→ What to produce: Carry on the passage about Brazil's tax disputes and courts from its final sentence, writing the next part of it.

Taxpayers may also, at the administrative level, initiate a consultation process for the purpose of clearing up doubts about the application of the tax legislation to their specific case. The answer to such consultation is binding on the tax authorities and the taxpayer, and the latter may appeal to the judiciary in case of disagreement with its content.
ii Disputes in the judicial sphere
A tax dispute may be initiated in the judicial sphere in the event that: (1) the taxpayer chooses not to refer the matter to an administrative court; (2) an unfavourable administrative decision to the taxpayer is rendered; or (3) in the case of an execution proceeding for enforcement of a tax liability.
In the first instance court, the cases are tried by a single judge. Appeals against decisions of first instance are heard by a collegiate body composed of three judges.
Nevertheless, there is still a third level of review to which the parties may resort in certain situations and if specific requirements are met.
In the event of a decision that incorrectly applies or interprets a treaty or federal law, the parties may file a special appeal with the Superior Court of Justice (STJ). The decisions of this court are final and unappealable, except in the event that there is still a constitutional issue to be considered.
In the event that the decision incorrectly applies or interprets a constitutional provision and there is imminent social interest in the discussion, the parties may file an extraordinary appeal with the Federal Supreme Court (STF). The decisions of the Supreme Court are final and unappealable.
As a rule, it will be necessary to make a deposit or provide guarantees as a prerequisite to bringing a tax dispute in the judicial sphere and securing the issuance of a tax clearance certificate. However, there are exceptional cases in which a taxpayer may be allowed to continue with the legal proceeding without lodging a security for costs and be entitled to obtain the certificate mentioned above.
Finally, at the end of a legal case, the court may order the losing party to reimburse the prevailing party for the court costs and to pay attorney's fees that may reach up to 20 per cent of the amount in dispute, except in some situations as the matters discussed in a writ of mandamus.
III THE COURTS AND TRIBUNALS
Brazil has several administrative and judicial courts having different rules and levels of jurisdiction (i.e., federal, state and municipal). In the paragraphs below, we describe in detail the most relevant ones in terms of amounts under dispute and leading cases.
i Administrative Council of Tax Appeals (CARF) and Superior Chamber of Tax Appeals (CSRF)
CARF is the most relevant administrative body for judging disputes of a tax nature in Brazil and is responsible for analysing disputes involving federal taxes, including income taxes, corporate taxes, tax treaties, transfer pricing, etc. Before going to trial in CARF, cases are heard at administrative federal level by a court named DRJ, which focuses more on formal issues of the assessments and is composed solely of members of the RFB.

→ Material supplied:
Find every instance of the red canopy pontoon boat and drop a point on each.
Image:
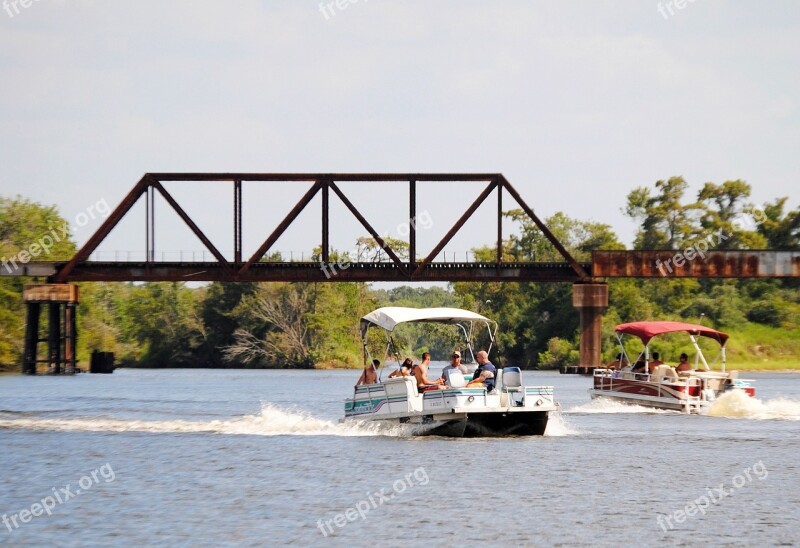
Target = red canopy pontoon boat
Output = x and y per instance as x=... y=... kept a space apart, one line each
x=655 y=384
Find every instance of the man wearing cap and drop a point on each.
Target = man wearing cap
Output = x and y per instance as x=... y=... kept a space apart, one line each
x=486 y=371
x=455 y=364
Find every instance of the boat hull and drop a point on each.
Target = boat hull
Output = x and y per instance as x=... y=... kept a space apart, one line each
x=477 y=425
x=453 y=412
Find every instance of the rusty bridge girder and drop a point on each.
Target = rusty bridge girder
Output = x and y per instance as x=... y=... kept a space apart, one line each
x=255 y=268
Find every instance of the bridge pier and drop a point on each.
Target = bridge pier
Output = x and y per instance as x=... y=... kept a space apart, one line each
x=61 y=301
x=591 y=300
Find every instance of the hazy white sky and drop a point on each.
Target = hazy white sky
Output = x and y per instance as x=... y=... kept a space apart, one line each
x=576 y=103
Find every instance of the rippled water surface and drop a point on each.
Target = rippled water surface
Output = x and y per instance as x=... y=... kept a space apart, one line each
x=213 y=457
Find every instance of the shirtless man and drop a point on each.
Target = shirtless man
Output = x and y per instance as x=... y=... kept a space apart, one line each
x=684 y=366
x=421 y=373
x=370 y=374
x=403 y=371
x=655 y=363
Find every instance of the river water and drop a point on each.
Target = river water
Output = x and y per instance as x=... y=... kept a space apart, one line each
x=235 y=457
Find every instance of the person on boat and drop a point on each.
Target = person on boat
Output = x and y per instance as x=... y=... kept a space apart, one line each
x=403 y=371
x=617 y=363
x=421 y=374
x=484 y=365
x=481 y=381
x=455 y=363
x=684 y=366
x=370 y=374
x=655 y=363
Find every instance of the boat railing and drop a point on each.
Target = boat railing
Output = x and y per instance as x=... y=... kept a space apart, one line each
x=607 y=377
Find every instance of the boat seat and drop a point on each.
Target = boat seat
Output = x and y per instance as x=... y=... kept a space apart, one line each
x=664 y=373
x=455 y=378
x=512 y=379
x=512 y=384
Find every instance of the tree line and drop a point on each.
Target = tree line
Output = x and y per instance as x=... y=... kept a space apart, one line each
x=279 y=325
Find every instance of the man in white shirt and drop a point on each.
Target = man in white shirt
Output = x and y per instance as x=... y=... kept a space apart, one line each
x=455 y=364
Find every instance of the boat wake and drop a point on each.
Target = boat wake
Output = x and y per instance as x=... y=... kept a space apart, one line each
x=557 y=426
x=737 y=404
x=609 y=406
x=271 y=421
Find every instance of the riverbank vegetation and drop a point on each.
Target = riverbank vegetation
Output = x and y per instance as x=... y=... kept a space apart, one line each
x=280 y=325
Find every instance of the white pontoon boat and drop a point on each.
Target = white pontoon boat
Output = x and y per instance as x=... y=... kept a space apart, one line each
x=455 y=409
x=692 y=391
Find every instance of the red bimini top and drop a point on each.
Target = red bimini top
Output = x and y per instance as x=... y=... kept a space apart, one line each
x=647 y=330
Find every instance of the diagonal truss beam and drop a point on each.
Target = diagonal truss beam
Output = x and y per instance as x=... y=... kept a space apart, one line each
x=108 y=225
x=281 y=228
x=455 y=228
x=190 y=223
x=369 y=228
x=579 y=270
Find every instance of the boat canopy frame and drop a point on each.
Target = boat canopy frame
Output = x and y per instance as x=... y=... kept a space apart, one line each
x=389 y=317
x=646 y=331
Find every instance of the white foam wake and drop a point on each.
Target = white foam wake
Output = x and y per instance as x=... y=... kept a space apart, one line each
x=558 y=426
x=737 y=404
x=609 y=406
x=271 y=421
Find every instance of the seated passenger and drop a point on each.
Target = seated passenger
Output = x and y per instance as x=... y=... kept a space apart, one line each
x=421 y=374
x=403 y=371
x=455 y=363
x=370 y=374
x=482 y=381
x=655 y=363
x=684 y=366
x=617 y=362
x=484 y=365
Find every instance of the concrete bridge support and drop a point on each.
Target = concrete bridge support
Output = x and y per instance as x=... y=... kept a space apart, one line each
x=591 y=300
x=61 y=300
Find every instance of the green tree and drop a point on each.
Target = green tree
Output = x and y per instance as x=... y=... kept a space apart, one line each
x=781 y=230
x=724 y=208
x=28 y=232
x=664 y=221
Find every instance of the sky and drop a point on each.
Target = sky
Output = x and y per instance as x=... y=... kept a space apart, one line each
x=576 y=103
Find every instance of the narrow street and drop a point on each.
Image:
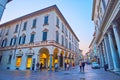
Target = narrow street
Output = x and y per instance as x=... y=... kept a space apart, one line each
x=72 y=74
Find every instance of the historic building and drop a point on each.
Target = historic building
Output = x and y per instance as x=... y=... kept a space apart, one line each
x=43 y=37
x=2 y=6
x=106 y=17
x=93 y=50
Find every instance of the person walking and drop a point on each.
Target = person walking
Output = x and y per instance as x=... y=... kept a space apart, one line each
x=37 y=66
x=56 y=67
x=41 y=66
x=68 y=66
x=80 y=64
x=65 y=65
x=83 y=66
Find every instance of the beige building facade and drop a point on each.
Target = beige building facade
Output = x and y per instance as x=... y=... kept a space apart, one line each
x=43 y=37
x=106 y=17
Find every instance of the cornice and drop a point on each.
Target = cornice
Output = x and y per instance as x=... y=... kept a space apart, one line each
x=42 y=11
x=108 y=13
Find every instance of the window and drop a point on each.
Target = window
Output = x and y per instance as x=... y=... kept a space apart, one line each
x=69 y=36
x=0 y=58
x=69 y=45
x=29 y=62
x=1 y=32
x=66 y=32
x=57 y=22
x=44 y=36
x=22 y=39
x=62 y=28
x=34 y=23
x=13 y=41
x=62 y=41
x=16 y=29
x=4 y=43
x=46 y=20
x=18 y=61
x=9 y=60
x=25 y=26
x=7 y=31
x=66 y=43
x=57 y=36
x=32 y=38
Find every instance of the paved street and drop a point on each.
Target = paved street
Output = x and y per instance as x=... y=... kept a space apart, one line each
x=73 y=74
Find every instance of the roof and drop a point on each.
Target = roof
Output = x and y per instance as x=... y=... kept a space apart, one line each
x=48 y=9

→ Written response:
CARF is composed of three sections, with authority to consider issues involving different taxes, subdivided into four chambers of judgment formed by eight judges.
Depending on certain factors, as the lack of uniformity in the decisions issued by CARF, the federal government and taxpayers may appeal to a second instance court pertaining to CARF locally known as CSRF. Such second level instance is subdivided into three chambers made up of 10 judges, responsible for unifying the prevailing opinions of the chambers. The positions of judges of each chamber and of the CSRF are filled equally by members appointed by the tax authorities and by representatives appointed by trade associations. The tax authorities have the prerogative to appoint the president for those chambers, who has the deciding vote in the event of a tie.
In theory, the CARF and the CSRF have always been recognised for the technical quality of their members and for their ability to analyse complex issues, given that the corresponding judges usually have a solid education and track record in tax matters (contrary to judicial courts where judges may have different specialties and deal with a high number of different issues). For this reason, it is quite common for matters involving sensitive, complex issues or large amounts (e.g., tax planning) to be discussed firstly at administrative level before taking the subject to courts of law.
ii Superior Court of Justice (STJ)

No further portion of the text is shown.